==== Extrait fourni ====

| | | | | | Le 17 août 1944, dans la baie de Hyères, après une alerte aux avions qui a confiné tout le monde dans les cales, toutes écoutilles et ouvertures fermées, l'ordre de débarquement est donné et chacun se presse aux échelles qui pendent le long des flancs du navire pour gagner les barges de débarquement. C'est la nuit et de la terre tiède, parvient une odeur pénétrante de pin. Que c'est bon la France ! Tout se passe sans incident et grâce au génie de plage qui a parfaitement balisé la zone de débarquement, le regroupement se fait sans encombre à la Croix Valmer.

==== Données fournies ====

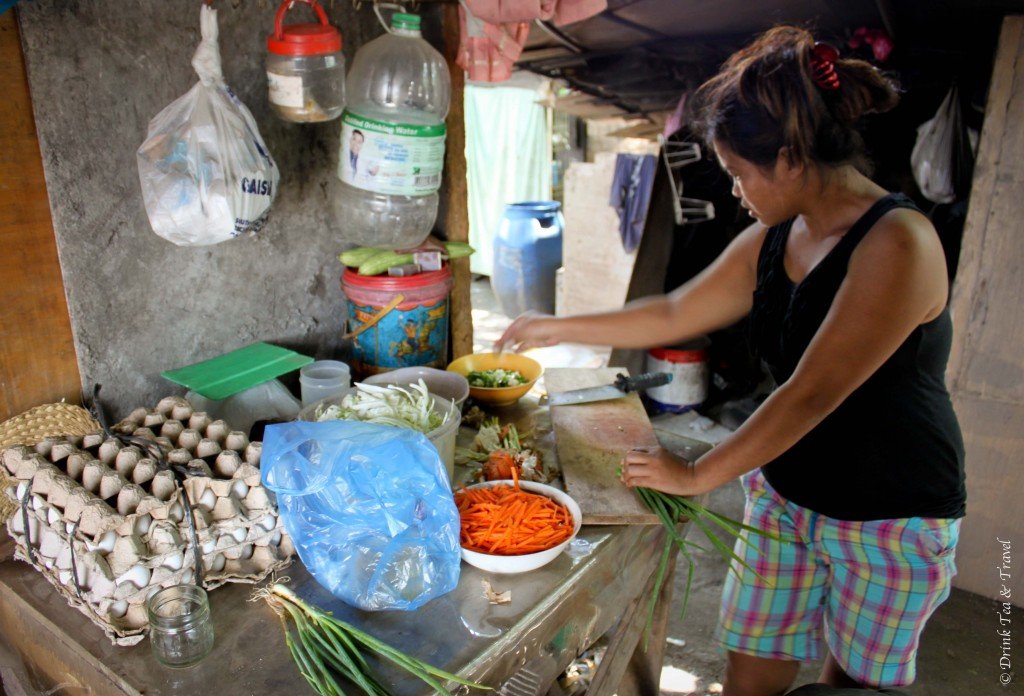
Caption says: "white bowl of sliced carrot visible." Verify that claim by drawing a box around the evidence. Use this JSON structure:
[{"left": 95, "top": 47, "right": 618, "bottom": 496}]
[{"left": 455, "top": 474, "right": 583, "bottom": 573}]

====

Consignes de l'exercice -
a – Dans le récit du débarquement, en quel lieu se fait le regroupement ?
b – Reprenez le récit du débarquement à la suite de sa dernière phrase.
Les données ne proviennent pas de la même source que le récit du débarquement.

Réponses de l'exercice -
a – À la Croix Valmer.

b –
Le lendemain, le BM4 qui est en réserve de brigade traverse Cogolin. Le 21, il reçoit l'ordre de pousser sur la Crau pour déborder par le nord les résistances de Hyères. Mais tandis qu'il exécute son mouvement et qu'il a déjà occupé quelques hauteurs importantes, le Général Brosset tombe au PC comme un météorite, à son habitude, et change la mission du bataillon. II s'agit d'enlever Hyères où la 4e Brigade, arrêtée par les formidables défenses du Golf Hôtel et de l'Oratoire, n'a pu pénétrer. Le BM4 attaquera Hyères par le nord. La direction est immédiatement modifiée et le bataillon s'engage dans les Maurettes où, crêtes après crêtes, par une chaleur torride, alors que les bidons sont vides, il arrive en fin d'après-midi aux lisières nord d'Hyères. Seules quelques maisons où se sont repliés quelques Allemands doivent être nettoyées. Dans la soirée, le château d'Hyères est occupé et le bataillon fait liaison avec les unités de la 4e Brigade qui ont finalement brisé les résistances du Golf Hôtel.
Le lendemain, il se porte sur la Crau qui a été enlevée par le BM11 et subit à 23 heures un terrible bombardement par obus fusants qui lui causent quelques blessés.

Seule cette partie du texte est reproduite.